Task prompt
Each line from the one that contains "the yellow blemish" to the end of the material must be quoted exactly; include both end lines and nothing else.

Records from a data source
━━━━━━━━━━━━━━━━━━━━
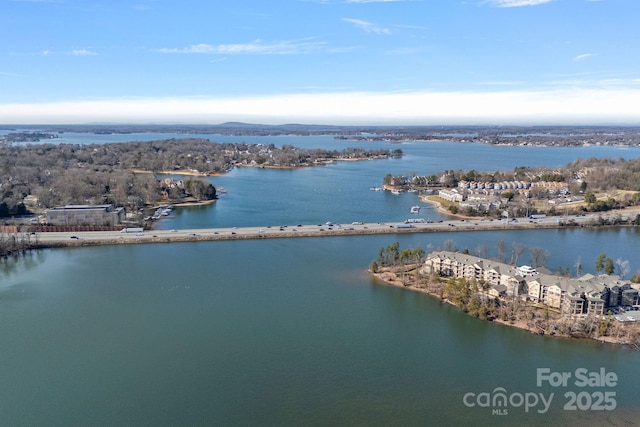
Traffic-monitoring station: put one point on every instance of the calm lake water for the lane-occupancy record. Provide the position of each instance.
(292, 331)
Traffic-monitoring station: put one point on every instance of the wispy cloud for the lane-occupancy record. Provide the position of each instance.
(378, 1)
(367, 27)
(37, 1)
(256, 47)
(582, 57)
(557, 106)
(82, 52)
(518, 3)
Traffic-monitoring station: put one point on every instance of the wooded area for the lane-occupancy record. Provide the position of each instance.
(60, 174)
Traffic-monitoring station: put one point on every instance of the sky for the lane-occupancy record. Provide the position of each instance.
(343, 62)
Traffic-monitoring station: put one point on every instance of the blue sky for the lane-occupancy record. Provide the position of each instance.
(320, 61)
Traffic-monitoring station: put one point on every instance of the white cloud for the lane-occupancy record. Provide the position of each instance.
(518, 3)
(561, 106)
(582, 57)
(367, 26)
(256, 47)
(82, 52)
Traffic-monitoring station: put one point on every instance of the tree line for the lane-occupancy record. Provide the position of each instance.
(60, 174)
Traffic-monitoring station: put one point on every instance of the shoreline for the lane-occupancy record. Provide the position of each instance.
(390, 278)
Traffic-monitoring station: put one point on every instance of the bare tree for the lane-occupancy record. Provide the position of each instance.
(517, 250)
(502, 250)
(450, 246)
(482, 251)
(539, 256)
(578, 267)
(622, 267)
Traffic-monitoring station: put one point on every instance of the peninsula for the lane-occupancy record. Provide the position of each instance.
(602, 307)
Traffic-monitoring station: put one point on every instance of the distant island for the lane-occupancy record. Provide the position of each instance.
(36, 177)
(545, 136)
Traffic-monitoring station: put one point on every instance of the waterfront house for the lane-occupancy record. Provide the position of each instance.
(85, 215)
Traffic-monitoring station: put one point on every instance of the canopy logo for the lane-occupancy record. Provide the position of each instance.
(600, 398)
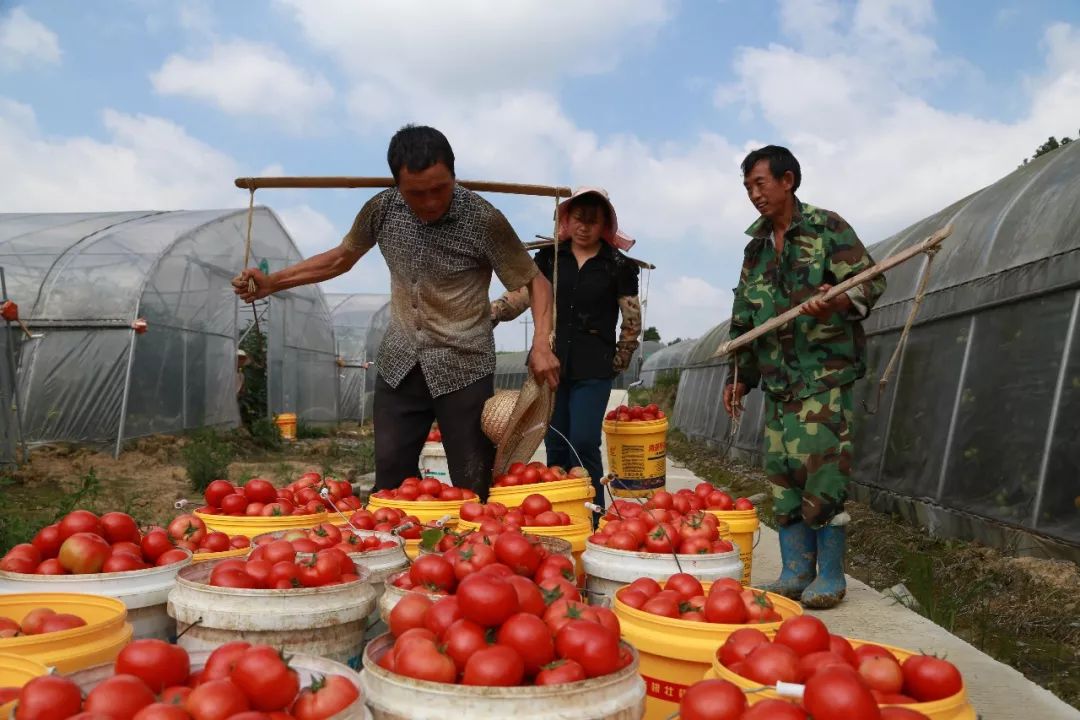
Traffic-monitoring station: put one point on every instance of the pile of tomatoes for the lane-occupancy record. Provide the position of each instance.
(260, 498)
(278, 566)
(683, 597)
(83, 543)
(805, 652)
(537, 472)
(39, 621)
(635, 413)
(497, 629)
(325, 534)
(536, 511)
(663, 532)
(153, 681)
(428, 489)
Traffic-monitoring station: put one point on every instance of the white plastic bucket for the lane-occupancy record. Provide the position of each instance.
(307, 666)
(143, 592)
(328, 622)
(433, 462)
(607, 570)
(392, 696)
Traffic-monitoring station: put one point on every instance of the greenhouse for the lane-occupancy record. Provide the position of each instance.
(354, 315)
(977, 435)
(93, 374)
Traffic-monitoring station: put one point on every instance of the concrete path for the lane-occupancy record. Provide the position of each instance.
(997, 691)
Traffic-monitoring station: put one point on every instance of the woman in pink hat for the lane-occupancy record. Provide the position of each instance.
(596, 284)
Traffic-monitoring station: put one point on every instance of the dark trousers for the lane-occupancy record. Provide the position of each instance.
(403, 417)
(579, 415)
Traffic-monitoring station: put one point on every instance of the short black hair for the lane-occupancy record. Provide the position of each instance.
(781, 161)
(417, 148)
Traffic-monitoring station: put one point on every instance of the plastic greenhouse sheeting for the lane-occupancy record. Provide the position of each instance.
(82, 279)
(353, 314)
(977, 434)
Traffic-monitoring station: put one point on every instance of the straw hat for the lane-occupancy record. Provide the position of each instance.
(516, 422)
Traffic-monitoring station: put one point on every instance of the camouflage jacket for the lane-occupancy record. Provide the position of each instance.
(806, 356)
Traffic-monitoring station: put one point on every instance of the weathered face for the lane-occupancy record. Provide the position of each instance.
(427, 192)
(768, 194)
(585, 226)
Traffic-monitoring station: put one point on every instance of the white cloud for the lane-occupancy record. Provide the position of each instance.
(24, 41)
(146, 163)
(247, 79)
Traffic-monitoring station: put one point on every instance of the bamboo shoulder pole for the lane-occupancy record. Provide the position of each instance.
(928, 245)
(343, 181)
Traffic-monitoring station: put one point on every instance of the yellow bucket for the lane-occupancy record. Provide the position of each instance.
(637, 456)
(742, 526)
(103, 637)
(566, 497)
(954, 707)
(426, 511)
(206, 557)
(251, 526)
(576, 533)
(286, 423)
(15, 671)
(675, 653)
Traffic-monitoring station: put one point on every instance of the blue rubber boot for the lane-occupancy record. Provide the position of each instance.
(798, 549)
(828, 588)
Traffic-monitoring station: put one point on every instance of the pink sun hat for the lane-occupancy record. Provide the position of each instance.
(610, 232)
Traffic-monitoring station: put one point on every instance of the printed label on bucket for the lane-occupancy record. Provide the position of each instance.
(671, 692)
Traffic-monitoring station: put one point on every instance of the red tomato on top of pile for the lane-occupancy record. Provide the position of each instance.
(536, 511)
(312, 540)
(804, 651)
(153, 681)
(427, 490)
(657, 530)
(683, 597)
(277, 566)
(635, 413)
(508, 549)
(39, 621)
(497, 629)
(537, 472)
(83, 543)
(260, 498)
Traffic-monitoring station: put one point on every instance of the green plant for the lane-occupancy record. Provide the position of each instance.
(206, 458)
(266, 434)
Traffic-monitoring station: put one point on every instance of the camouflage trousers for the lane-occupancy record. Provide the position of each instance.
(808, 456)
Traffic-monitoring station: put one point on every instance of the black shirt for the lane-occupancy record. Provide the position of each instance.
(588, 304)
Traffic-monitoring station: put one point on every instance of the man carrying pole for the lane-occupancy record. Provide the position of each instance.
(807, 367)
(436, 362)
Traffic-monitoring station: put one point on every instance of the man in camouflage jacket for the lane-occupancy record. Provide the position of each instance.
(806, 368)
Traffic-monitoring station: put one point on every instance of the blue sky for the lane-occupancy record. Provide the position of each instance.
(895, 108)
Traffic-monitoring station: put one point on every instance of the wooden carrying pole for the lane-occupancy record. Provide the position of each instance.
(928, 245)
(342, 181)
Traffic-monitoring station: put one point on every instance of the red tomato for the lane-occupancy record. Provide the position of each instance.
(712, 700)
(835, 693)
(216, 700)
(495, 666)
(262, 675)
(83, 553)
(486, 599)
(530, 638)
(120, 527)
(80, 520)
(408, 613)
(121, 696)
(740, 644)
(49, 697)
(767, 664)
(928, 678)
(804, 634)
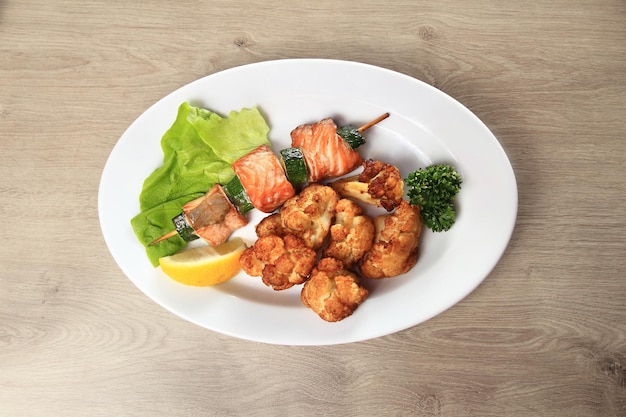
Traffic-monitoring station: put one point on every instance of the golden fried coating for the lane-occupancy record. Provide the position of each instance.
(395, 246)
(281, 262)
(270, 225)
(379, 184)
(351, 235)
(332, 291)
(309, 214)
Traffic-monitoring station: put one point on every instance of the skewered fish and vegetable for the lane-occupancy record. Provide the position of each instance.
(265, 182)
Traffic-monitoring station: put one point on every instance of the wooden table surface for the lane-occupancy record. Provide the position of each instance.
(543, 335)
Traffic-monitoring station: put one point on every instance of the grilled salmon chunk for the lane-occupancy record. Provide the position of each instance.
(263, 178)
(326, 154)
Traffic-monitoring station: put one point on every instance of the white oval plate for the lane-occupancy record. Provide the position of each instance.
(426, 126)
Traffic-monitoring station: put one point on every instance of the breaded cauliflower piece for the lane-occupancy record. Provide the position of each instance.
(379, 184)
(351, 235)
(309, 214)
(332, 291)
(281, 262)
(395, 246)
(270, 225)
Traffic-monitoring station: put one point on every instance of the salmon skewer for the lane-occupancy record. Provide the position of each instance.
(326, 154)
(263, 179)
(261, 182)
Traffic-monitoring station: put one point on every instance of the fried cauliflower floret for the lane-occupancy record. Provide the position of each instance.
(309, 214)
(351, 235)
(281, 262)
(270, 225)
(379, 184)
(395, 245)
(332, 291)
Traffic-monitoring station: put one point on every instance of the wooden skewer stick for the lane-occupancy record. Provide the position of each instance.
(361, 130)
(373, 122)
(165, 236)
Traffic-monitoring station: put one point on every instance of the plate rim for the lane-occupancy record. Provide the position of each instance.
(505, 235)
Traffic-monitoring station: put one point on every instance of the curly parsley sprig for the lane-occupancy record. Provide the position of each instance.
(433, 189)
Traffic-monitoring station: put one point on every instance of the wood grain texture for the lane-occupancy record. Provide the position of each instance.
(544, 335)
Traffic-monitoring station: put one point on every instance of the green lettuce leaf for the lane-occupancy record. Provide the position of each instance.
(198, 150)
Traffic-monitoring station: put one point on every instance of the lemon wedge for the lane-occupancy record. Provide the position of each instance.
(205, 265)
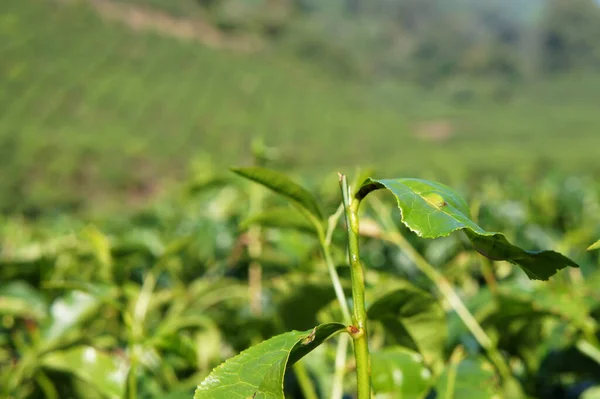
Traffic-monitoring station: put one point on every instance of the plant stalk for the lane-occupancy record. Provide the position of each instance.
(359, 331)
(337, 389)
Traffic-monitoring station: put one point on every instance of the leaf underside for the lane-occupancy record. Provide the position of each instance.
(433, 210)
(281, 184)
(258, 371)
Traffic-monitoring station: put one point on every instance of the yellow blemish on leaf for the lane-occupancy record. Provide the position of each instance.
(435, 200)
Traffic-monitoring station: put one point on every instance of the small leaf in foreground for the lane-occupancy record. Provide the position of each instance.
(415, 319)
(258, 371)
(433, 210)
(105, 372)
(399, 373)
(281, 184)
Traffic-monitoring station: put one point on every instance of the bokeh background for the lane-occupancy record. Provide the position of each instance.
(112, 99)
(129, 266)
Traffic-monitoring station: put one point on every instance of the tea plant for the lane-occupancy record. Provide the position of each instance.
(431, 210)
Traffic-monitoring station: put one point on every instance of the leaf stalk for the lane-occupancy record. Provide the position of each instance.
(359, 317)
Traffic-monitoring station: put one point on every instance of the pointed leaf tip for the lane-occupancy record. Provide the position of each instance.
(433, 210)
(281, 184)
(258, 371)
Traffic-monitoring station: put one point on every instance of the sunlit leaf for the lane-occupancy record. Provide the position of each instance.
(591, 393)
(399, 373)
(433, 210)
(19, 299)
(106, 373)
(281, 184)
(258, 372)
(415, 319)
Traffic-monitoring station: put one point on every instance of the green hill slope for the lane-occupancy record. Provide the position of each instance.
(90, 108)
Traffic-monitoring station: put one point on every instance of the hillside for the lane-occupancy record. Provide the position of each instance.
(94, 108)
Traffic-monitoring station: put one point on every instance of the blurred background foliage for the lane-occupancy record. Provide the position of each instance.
━━━━━━━━━━━━━━━━━━━━
Task answer
Traffic-monitoring station: put one point on every instance of the yellow blemish on leaf for the lane-occupancy record. Provide the position of each instance.
(435, 200)
Traffic-monitoring station: put one point on every instance of the small leaf in foreground for the lane-occupancy record. Provide the position of each instance.
(415, 319)
(258, 371)
(433, 210)
(105, 372)
(399, 373)
(281, 184)
Traffic-monitoring station: put one point on every instance of the bokeh background for the lane-occupancy record. Provide the position of each instance.
(112, 99)
(129, 266)
Traffic-monitoring station: put one point on every instance of the tea plant for the lane-occupancy record. Provide the position of each instance.
(431, 210)
Traffic-monitoring station: put one point on every instance of the leaf stalk for the lane-occupancy record. Provide the position of each instance.
(359, 317)
Traffic-monitoring station: put one point on every instance of the pointed leaf tip for the lane-occupancy record. Provide the position of each instance.
(433, 210)
(281, 184)
(258, 371)
Traffic-monitoring station: put one point on every instance of the sunlit leaf for the lane-occupancy record. Provide the position of each instance.
(591, 393)
(399, 373)
(433, 210)
(19, 299)
(106, 373)
(281, 184)
(258, 372)
(415, 319)
Traffic-monitoring station: put one point on every instance of the green hill slope for the lane-occupancy record. Provide the position of each instance.
(90, 108)
Traffic-monitoring station: put one point on every instance of the hillside for the lane-occupancy record. Provide the position of each instance.
(94, 108)
Traffic-monitoring station: put one point on every instance of the blurred background foliage for the lane-occupancy record. Provide the position of each instance.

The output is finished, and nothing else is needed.